StarLord
StarLord

Reputation: 1003

How to optimize Linq query with large number of records?

Please help me to optimize the below code. I have tried different methods but I am not getting a significant performance improvement. There are around 30k entries in database and it's taking around 1 min to load in local.

var alarms = from healthIssue in _context.HealthIssues.AsNoTracking()
                         join asset in _context.Assets.AsNoTracking() on healthIssue.AssetNumber equals asset.SerialNumber into joinedTable
                         from data in joinedTable.DefaultIfEmpty()

# [Rows]
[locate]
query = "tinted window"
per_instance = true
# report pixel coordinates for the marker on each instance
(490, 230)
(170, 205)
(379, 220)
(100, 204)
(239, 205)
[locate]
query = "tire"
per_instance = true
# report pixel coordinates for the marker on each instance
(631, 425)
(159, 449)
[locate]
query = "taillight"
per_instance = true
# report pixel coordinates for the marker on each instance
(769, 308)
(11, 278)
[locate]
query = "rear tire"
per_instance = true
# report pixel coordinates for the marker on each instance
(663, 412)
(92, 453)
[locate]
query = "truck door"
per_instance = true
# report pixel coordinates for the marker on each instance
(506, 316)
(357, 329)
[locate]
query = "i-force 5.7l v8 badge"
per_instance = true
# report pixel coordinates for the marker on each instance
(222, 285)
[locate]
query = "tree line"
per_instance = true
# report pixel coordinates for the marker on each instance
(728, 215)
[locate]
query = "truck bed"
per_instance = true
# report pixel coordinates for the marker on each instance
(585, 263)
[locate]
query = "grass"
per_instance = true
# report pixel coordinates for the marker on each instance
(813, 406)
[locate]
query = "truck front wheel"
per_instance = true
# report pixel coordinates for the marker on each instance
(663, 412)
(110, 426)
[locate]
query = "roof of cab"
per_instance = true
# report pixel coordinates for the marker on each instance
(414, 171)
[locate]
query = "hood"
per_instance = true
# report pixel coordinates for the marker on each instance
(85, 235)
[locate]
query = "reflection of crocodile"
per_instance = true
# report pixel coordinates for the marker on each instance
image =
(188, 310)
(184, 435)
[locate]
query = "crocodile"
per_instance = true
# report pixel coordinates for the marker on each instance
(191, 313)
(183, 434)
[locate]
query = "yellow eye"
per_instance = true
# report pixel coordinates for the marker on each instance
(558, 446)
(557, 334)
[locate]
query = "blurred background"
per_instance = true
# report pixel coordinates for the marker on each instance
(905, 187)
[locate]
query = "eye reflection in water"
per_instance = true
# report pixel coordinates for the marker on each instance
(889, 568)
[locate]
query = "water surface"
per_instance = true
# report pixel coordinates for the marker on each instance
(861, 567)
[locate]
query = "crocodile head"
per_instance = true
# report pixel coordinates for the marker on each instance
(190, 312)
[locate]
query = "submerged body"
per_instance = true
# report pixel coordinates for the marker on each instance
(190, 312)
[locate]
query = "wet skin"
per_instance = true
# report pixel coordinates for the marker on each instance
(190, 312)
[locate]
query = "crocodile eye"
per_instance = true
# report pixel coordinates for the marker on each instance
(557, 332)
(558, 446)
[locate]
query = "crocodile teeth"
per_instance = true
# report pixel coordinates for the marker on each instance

# [Required task]
Rewrite the Linq optimization post from the words "var alarms = from" through "data in joinedTable.DefaultIfEmpty()", substituting "matchedAssets" for every "joinedTable".

# [Complete output]
var alarms = from healthIssue in _context.HealthIssues.AsNoTracking()
                         join asset in _context.Assets.AsNoTracking() on healthIssue.AssetNumber equals asset.SerialNumber into matchedAssets
                         from data in matchedAssets.DefaultIfEmpty()